- _Text extract_:
"""
This year the studio's population had changed enough that I thought it time to try another project, and over the summer I hit on the idea of tackling the twenty-four Chopin Etudes contained in Opus 10 and 25. There were thirteen students, two with rather small hands, so my concept was that eleven students would play two etudes apiece, with the remaining two going to the students who had never before been thankful for petite hands. How hard could it be? I thought. With barely more than an hour's worth of music to learn, and everyone "knowing" the etudes from years of aural familiarity if not digital experience, and no one having to play more than two etudes, this would be relatively easy. And with a December 2010 recital date, we'd even get in under the wire of the Chopin Year.

The first sign of trouble came in the opening lessons of the fall semester. I had e-mailed everyone their assignments in June, but curiously, hardly anyone brought their etudes to the first lesson. In the ensuing weeks they started trickling into the studio, one at a time, at very slow, labored tempos. As optimistic as I had been, I wasn't expecting miracles, and so with each etude we set to work "solving" the technical problem, developing practice methods, searching for the musical poetry latent in the forest of notes. It was stimulating work, but slow. Progress was even slower. I'm rather ashamed to admit, given my years of teaching experience, that I thought my students would gobble up these etudes like so many potato chips. Had I given it more thought, I might have remembered that Chris, the kind of student who would be a star in any studio and whose Gaspard left jaws on the floor wherever he played it, had only partial success with the first etude (Op. 10, No. 1) when he attempted it.
"""
- _Stated task 1_: Repeat the lines in the records below exactly, from the line that contains "of the white" through the line that contains "Query: woman's blonde hair", both included. Leave the pictures out of your answer.

- _Records for processing_:
"""
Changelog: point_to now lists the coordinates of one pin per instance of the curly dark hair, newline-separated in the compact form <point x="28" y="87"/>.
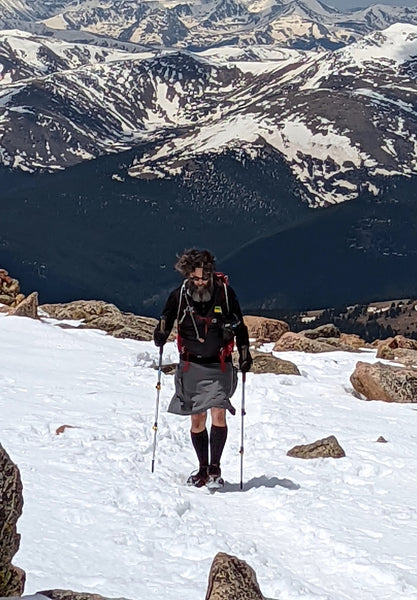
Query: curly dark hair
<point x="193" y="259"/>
"""
"""
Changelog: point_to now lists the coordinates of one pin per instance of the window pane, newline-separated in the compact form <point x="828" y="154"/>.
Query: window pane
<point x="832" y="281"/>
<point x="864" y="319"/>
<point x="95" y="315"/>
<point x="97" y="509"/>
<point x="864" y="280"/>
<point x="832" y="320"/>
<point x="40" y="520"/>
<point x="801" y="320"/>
"""
"""
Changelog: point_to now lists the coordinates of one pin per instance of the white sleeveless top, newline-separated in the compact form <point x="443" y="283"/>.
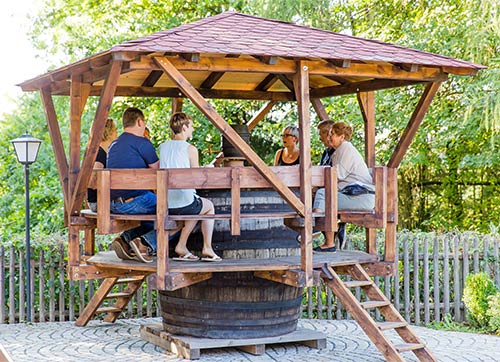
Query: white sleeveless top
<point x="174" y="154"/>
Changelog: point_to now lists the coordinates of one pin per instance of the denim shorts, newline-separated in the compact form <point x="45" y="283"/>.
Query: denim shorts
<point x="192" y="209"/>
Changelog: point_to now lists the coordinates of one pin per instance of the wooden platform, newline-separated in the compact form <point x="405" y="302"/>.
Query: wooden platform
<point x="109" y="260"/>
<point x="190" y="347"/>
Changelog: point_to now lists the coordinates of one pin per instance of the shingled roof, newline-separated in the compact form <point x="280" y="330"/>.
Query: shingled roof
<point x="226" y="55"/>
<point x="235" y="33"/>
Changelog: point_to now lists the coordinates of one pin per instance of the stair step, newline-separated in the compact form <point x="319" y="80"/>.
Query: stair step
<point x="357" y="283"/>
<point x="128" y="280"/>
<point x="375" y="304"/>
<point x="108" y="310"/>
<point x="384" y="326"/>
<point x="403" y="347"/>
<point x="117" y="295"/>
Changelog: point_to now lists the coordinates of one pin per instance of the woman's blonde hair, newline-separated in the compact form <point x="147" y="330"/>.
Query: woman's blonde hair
"""
- _Stated task 2_: Summarize the text about the Chopin Etudes project in two sentences.

- _Task solution 1_:
Changelog: point_to now lists the coordinates of one pin per instance of the white sleeveless top, newline-separated in the compact form <point x="443" y="283"/>.
Query: white sleeveless top
<point x="174" y="154"/>
Changelog: point_to now lists the coordinates of one pin per instance of the denim shorts, newline-separated in the compact form <point x="45" y="283"/>.
Query: denim shorts
<point x="192" y="209"/>
Changelog: point_to now lists the coordinates of one pin per instance of the wooden platform, newline-separated in the compact form <point x="405" y="302"/>.
Query: wooden platform
<point x="109" y="260"/>
<point x="190" y="347"/>
Changelog: point_to now lists the coordinates of one pin per instance of the shingled roof, newline-separated in the compact form <point x="280" y="330"/>.
Query: shingled roof
<point x="226" y="55"/>
<point x="235" y="33"/>
Changelog: point_to now lists the coordinates of one pin per instance of the stair step, newline-separated in the compact form <point x="319" y="80"/>.
Query: stair step
<point x="357" y="283"/>
<point x="128" y="280"/>
<point x="375" y="304"/>
<point x="108" y="310"/>
<point x="384" y="326"/>
<point x="403" y="347"/>
<point x="117" y="295"/>
Changelog: point_to now lists the coordinates of one pin per instance of the woman's blonde hair, newline-separated in the compact form <point x="147" y="330"/>.
Query: woman's blonde hair

- _Task solution 2_: A studio teacher planned for thirteen students to learn the twenty-four Chopin Etudes of Opus 10 and 25 for a December 2010 recital, with most playing two etudes each, and expected this to be relatively easy. Instead, few students brought their etudes to the first lessons of the fall semester, tempos were slow and labored, and progress was even slower than the work, so the teacher admits having wrongly thought the students would gobble up the etudes like potato chips.